Assigned task A:
List every benefit the Universal Credit article names.
Assigned task B:
Revise the Universal Credit article from "Ward, has written" up to and including "affected by default.", putting "supplementary benefit" in place of "top-up benefit".
Assigned task C:
Carry on the Universal Credit article from the point where it stops.

Ward, has written a report on Universal Credit that she presented to the UN, said she is specifically concerned about attacks to the Personal Independence Payment, a top-up benefit that isn't listed in the government’s collection of benefits affected by the rollout of Universal Credit, but which could nevertheless find itself affected by default.
“PIP used to be based on your medical condition, but now it’s a functional assessment. They’re linking Employment and Support Allowance and Personal Independence Payment, so if you lose one you potentially lose the other,” she said. Even those who have been diagnosed with a limited time to live will be expected to look for work if that period is over six months.
“People who are terminally ill and don’t have a DS1500, which is the form that the consultant has to sign to say you’ve got six months to live, could be subject to full conditionality. Someone could be in hospital three or four times a week for blood tests and other appointments, on top of the chemotherapy, but they have to keep filling in job applications or they’ll get sanctioned and their money stops,” said Ward.
Another close observer of the issue, Peter Beresford, Professor of Citizen Participation at the University of Essex and Emeritus Professor of Social Policy at Brunel University London, blamed a naïve and excessive reliance on technology — and an element of hubris about a so-called “good idea” that is actually simplistic and not fit for purpose — that he said is at the root of the Universal Credit fiasco.
“I think that there are lots of issues of ideology connected to benefit reform and Universal Credit,” Beresford told Occupy.com. “But there’s also a common theme running through efforts to improve modern public services, from National Health Service information through to welfare reform, and it’s this idea that you can simplify things through the application of modern technology.”
Beresford is concerned that Universal Credit is merely a way to save money and create less work for those assigning benefits payments – creating, in the process, an untenable situation for many claimants whose needs are not met under a blanket set of conditions.

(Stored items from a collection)
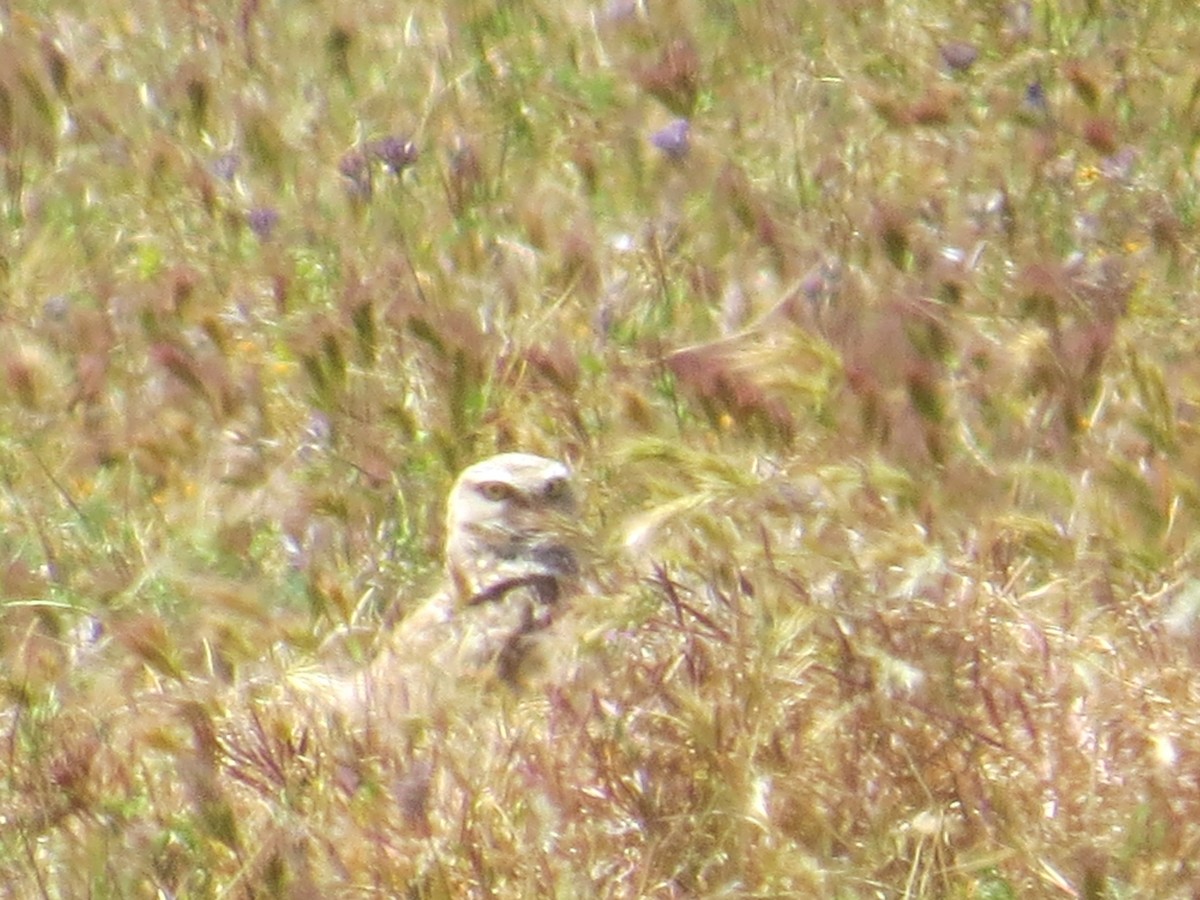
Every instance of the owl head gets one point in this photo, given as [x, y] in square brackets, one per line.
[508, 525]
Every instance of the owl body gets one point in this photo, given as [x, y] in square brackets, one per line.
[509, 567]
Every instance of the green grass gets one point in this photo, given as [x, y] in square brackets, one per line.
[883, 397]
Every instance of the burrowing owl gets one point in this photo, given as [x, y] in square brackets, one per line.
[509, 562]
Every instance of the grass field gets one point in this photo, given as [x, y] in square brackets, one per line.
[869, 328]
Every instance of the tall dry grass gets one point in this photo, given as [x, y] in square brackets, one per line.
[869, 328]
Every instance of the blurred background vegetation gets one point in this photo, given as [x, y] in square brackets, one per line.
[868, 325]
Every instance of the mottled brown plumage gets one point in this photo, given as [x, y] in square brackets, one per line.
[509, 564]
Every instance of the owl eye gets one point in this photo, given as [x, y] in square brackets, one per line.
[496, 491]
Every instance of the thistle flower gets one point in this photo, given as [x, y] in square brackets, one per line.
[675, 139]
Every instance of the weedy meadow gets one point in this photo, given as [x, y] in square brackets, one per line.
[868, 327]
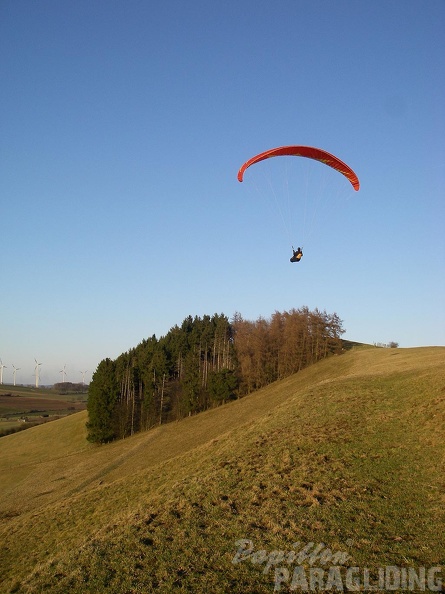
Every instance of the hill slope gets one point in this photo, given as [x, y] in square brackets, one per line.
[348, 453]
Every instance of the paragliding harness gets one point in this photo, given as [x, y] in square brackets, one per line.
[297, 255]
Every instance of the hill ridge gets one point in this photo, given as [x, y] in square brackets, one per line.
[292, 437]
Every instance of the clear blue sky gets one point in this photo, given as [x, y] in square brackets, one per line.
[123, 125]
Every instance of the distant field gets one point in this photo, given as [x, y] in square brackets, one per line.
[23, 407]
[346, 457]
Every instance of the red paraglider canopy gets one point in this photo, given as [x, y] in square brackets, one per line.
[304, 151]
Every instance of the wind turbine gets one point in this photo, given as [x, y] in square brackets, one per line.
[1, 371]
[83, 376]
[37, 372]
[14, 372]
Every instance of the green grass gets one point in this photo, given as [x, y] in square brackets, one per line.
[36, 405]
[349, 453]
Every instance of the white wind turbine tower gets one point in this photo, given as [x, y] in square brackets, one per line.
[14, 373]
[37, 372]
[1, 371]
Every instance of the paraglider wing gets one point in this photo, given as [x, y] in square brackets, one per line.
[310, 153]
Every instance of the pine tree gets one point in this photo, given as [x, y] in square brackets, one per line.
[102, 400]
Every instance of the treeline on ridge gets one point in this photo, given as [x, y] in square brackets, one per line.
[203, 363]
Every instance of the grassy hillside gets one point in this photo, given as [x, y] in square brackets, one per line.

Answer area A:
Universal Credit, Personal Independence Payment (PIP), Employment and Support Allowance

Answer area B:
Ward, has written a report on Universal Credit that she presented to the UN, said she is specifically concerned about attacks to the Personal Independence Payment, a supplementary benefit that isn't listed in the government’s collection of benefits affected by the rollout of Universal Credit, but which could nevertheless find itself affected by default.

Answer area C:
“This idea of a one-size-fits-all benefits scheme is a chimera,” he insisted. “Everybody is different and that’s the whole point of benefits. A good benefits system recognizes that everyone is different and has unique needs, and is damaged and has its credibility reduced by any failure to recognize that. What happens with something like Universal Credit, which has been sold on this aspiration to make things simpler, is that because we’re also concerned with economy and cost-effectiveness, it can penalize so many people.”
In agreement was Dan Finn, Emeritus Professor of Social Inclusion at Portsmouth University, who said Universal Credit amounts to a gross oversimplification of the benefits system. “It’s the kind of thing where people rhetorically think it’s a good idea, saying ‘Yes, we should make the benefits system as simple as possible, why don’t we have one single benefit?’ The problem is that benefits systems are far more complicated than that,” he told Occupy.com. “If you’re trying to organize income transfers and income support for the best part of 7 million households, in very different circumstances and with very different needs, then you inevitably end up with a complex system.”
Finn said that, ultimately, Universal Credit has created more complications, not fewer. “What Universal Credit has done is simplify some bits of the system," he explained, “but it also introduced new types of complexities into the system, as well as shifting a lot of money around so that a few people are going to be better off than under the previous system, but large numbers are going to be worse off.”